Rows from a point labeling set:
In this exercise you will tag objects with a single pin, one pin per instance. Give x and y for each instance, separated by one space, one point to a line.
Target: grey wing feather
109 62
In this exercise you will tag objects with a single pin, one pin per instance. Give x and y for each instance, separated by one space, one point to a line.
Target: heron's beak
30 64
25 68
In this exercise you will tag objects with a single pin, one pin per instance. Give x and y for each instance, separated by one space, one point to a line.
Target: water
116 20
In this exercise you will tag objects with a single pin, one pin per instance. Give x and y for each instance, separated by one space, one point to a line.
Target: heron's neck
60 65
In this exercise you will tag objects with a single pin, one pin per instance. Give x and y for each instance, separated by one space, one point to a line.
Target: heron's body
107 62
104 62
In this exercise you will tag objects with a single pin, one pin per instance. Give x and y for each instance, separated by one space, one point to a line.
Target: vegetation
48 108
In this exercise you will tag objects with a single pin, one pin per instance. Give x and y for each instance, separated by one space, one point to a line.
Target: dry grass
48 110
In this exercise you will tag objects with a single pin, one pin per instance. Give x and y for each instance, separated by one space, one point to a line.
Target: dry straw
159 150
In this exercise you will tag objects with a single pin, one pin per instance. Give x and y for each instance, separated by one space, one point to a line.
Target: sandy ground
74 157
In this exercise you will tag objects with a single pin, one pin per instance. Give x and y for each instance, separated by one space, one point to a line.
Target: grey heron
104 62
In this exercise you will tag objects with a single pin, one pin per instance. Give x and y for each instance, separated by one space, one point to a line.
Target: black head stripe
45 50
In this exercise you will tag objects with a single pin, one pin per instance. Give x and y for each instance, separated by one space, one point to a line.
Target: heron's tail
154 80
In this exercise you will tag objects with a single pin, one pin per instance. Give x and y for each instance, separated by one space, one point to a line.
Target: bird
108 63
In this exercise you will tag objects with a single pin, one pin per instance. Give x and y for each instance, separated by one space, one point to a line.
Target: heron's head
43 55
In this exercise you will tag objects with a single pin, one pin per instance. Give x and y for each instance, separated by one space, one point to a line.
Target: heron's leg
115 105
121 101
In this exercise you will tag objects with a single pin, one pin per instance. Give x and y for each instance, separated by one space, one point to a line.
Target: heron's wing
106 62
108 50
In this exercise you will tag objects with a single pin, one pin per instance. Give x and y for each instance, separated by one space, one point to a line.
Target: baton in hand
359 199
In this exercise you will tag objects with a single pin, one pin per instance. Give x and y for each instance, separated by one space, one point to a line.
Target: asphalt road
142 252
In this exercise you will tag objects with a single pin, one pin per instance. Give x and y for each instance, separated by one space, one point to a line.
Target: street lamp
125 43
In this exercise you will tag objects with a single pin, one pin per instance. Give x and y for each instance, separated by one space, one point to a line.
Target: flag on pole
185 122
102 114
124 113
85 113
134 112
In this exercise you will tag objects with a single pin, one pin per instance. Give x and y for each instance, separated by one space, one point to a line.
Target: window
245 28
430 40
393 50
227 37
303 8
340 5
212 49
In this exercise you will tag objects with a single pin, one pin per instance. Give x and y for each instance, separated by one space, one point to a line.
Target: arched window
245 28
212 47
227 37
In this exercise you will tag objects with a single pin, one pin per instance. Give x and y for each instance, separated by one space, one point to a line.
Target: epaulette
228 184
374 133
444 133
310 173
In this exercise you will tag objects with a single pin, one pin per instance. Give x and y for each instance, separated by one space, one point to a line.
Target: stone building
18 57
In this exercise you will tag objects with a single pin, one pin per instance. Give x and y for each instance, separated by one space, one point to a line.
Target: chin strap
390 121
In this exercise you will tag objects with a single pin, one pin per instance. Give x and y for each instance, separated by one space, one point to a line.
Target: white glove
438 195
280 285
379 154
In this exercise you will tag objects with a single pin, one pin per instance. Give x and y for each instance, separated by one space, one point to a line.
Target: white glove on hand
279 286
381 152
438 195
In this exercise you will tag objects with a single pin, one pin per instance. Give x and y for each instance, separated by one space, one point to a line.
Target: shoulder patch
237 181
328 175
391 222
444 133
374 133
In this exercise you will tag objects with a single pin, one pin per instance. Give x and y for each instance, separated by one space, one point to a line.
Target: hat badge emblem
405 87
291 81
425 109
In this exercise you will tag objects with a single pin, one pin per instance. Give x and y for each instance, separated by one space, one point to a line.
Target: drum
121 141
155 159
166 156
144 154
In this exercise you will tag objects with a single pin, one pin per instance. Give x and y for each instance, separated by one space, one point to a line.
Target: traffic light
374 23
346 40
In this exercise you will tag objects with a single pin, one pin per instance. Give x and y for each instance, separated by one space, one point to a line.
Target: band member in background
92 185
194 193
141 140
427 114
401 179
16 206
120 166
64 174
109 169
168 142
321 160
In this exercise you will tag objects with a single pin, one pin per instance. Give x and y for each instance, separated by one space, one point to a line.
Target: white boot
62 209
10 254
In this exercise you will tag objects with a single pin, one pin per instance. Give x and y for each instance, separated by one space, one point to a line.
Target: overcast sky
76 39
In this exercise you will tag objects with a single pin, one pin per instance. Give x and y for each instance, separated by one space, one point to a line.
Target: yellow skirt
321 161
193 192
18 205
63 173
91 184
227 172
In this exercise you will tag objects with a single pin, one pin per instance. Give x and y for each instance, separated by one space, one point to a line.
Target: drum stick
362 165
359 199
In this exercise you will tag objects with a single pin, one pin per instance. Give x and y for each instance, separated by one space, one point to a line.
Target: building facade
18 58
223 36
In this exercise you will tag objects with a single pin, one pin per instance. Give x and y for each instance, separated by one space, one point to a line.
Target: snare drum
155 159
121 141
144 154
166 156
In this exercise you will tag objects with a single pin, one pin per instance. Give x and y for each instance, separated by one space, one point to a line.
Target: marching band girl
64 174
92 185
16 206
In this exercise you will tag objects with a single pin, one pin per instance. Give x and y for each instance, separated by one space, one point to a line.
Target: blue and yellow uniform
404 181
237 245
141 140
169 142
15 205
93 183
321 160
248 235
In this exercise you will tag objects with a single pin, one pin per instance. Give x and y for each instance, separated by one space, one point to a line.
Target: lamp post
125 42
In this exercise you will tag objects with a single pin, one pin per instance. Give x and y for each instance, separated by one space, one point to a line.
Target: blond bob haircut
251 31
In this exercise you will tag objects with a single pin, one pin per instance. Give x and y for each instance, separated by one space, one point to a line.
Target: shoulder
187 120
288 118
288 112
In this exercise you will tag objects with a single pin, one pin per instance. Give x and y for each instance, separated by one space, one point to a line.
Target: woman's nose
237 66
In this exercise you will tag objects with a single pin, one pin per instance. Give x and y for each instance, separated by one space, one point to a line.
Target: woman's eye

Stated task: Gather every line of the rows above that contains the string "window", matching case exactly.

Final result:
Target: window
Target: arched window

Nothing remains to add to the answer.